Reproduce the data below, beginning at the line that contains "mark every balcony" and stopping after the line that contains "xmin=0 ymin=0 xmax=600 ymax=259", with "black jacket" changed to "dark jacket" and everything else left as is.

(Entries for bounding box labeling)
+++

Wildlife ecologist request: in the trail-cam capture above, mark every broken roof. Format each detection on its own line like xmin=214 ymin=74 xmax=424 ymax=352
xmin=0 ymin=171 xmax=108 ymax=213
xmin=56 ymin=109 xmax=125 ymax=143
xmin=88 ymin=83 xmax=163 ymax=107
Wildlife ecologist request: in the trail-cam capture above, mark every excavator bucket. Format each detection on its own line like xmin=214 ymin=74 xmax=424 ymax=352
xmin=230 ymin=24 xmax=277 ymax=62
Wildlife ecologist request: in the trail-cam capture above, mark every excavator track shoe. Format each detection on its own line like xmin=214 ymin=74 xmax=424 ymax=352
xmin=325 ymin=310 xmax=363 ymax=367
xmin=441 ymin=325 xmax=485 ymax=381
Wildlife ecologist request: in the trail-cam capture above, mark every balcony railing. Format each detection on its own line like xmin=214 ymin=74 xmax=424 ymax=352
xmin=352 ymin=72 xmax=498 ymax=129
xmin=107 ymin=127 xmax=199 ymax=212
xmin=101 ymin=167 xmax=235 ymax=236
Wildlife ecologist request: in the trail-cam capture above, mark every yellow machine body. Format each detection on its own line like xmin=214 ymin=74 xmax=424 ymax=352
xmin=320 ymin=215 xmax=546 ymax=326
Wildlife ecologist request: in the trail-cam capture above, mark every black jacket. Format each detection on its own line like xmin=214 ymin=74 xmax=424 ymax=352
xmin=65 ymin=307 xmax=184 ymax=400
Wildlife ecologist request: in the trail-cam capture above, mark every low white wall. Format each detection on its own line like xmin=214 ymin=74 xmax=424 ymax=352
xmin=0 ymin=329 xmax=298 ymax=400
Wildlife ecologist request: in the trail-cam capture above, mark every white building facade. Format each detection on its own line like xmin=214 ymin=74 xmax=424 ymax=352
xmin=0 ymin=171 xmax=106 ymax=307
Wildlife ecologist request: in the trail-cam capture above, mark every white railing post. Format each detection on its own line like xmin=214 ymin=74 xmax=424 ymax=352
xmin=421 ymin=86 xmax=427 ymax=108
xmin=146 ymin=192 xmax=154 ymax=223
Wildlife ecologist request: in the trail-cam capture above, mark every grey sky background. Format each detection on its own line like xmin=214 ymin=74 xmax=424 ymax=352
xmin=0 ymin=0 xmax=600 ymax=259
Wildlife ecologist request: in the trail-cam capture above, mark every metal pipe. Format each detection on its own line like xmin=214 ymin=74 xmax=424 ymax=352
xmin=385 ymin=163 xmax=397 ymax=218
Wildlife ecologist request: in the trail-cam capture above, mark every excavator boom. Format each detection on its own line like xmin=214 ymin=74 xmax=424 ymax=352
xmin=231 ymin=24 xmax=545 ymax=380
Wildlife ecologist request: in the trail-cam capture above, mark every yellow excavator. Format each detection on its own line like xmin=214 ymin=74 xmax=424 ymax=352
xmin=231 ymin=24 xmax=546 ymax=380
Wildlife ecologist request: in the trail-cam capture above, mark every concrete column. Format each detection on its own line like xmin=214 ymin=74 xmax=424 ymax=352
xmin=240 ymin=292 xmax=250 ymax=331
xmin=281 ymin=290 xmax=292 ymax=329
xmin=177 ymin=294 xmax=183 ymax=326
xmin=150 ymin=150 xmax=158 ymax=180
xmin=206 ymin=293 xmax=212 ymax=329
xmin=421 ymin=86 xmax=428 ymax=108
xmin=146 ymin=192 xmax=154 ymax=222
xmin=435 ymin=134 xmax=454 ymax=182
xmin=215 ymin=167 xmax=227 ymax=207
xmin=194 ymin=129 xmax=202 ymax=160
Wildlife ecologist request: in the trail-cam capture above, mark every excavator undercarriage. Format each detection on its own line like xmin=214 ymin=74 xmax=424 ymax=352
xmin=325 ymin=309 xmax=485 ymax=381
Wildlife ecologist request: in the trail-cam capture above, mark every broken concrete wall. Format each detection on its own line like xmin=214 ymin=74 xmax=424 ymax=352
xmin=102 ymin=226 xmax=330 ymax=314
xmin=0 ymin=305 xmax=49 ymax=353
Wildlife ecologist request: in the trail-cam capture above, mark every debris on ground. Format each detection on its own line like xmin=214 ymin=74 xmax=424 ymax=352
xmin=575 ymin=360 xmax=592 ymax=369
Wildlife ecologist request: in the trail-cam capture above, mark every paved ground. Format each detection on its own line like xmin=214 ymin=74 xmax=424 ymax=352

+++

RESPONSE FOR THIS EXERCISE:
Wildlife ecologist request: in the trail-cam capture above, mark every balcony railing. Format each detection on its own line like xmin=214 ymin=74 xmax=424 ymax=352
xmin=352 ymin=72 xmax=498 ymax=129
xmin=107 ymin=127 xmax=199 ymax=212
xmin=101 ymin=167 xmax=235 ymax=236
Wildlife ecologist request: in the trail-cam capture above, mark every yellow machine body. Format each detection on its own line like xmin=214 ymin=74 xmax=424 ymax=352
xmin=320 ymin=215 xmax=546 ymax=326
Wildlife ecologist request: in the trail-cam capture above, mark every dark jacket. Format each detection on its own line like xmin=214 ymin=74 xmax=424 ymax=352
xmin=65 ymin=307 xmax=184 ymax=400
Wildlife ecologist request: in the trail-cam capture above, mark every low white wall. Format each detection on its own line like xmin=214 ymin=74 xmax=424 ymax=352
xmin=0 ymin=329 xmax=298 ymax=400
Wildlife ecologist request: in the trail-cam capture above, mark every white building facade. Format each detection on its own line like xmin=214 ymin=74 xmax=424 ymax=352
xmin=0 ymin=171 xmax=106 ymax=307
Wildlife ecologist request: in the trail-cam capture above, mark every white railing post. Format each detection on its own line like xmin=214 ymin=74 xmax=424 ymax=352
xmin=421 ymin=86 xmax=427 ymax=108
xmin=146 ymin=192 xmax=154 ymax=223
Wildlife ecologist request: in the trail-cam capture above, mark every grey sky background. Format each detection on its own line like xmin=214 ymin=74 xmax=424 ymax=352
xmin=0 ymin=0 xmax=600 ymax=259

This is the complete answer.